TASK DESCRIPTION:
Output all of the material beneath this line exactly as it is.

GIVEN DATA:
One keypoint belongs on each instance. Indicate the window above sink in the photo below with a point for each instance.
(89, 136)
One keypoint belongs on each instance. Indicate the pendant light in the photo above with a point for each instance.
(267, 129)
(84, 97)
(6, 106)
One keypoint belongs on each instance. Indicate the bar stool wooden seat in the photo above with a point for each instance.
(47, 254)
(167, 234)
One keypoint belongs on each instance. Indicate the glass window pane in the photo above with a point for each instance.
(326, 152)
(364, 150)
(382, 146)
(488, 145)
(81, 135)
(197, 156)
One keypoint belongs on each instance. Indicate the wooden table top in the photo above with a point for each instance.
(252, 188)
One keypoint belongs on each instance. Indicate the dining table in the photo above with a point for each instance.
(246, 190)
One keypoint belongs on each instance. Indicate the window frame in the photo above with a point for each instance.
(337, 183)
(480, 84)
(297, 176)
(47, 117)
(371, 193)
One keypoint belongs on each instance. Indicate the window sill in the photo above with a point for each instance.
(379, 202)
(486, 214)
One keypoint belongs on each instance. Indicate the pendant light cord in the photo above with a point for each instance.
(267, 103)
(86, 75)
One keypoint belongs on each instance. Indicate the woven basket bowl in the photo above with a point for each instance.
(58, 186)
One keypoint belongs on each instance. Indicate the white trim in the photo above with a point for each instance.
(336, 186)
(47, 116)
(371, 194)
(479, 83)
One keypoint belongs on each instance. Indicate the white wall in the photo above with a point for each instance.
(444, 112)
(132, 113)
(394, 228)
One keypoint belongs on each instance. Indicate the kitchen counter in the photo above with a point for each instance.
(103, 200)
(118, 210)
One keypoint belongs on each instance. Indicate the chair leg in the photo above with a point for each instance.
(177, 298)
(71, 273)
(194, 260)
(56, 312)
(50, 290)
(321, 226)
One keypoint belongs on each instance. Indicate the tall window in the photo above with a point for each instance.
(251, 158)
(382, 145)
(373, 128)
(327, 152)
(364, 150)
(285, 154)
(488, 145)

RESPONSE TO THE EXERCISE:
One keypoint belongs on each instance. Indicate the window above sink in the photo below with a point for each instance.
(89, 136)
One keypoint belongs on each instance. Indicate the pendant light in the photo above with a point for each instance.
(267, 129)
(84, 97)
(6, 106)
One keypoint belongs on each instance. Indicate the bar stool wooden seat in the photo above with a point for each instance.
(47, 254)
(167, 234)
One keypoint belongs on each instance. Indicate the glass window pane in the photo above with a point for each instance.
(326, 152)
(364, 150)
(382, 146)
(488, 145)
(81, 135)
(197, 156)
One keypoint belongs on each instance. Indicate the wooden table top in the photo above with a point for each instance.
(252, 188)
One keypoint belongs on each instance. Indicate the dining table in the photo above with a point for each instance.
(246, 190)
One keypoint belongs on each instance. Indicate the window frame in the photo above with a point for each instance.
(337, 183)
(480, 84)
(297, 176)
(47, 117)
(371, 193)
One keypoint belongs on each instance. Indicate the window sill in the photo above with a point for each instance.
(379, 202)
(486, 214)
One keypoint belongs on each instance. Indicate the pendant light cord in the photo above with a point for each instance.
(267, 103)
(86, 75)
One keypoint belongs on each instance. Indicate the woven basket bowl in the photo above with a point for each instance.
(58, 186)
One keypoint belongs on each instance. Indicate the white trim in the photo above with a point for each instance.
(336, 186)
(47, 116)
(371, 194)
(479, 83)
One keypoint belongs on each instance. Indicate the white wall in the photo above with a point for each instance.
(444, 112)
(132, 113)
(394, 228)
One keypoint belongs on each instance. Indicate the kitchen counter in the photo above with a point for each instance.
(103, 200)
(118, 210)
One keypoint belongs on each instance. Indicate the chair leg in the photo above with a point for each instance.
(177, 298)
(71, 273)
(194, 260)
(56, 312)
(50, 290)
(321, 226)
One keypoint belongs on each instance. Indicate the tall window in the photo above with a point for each instance.
(251, 158)
(382, 145)
(373, 128)
(327, 152)
(364, 150)
(285, 154)
(488, 145)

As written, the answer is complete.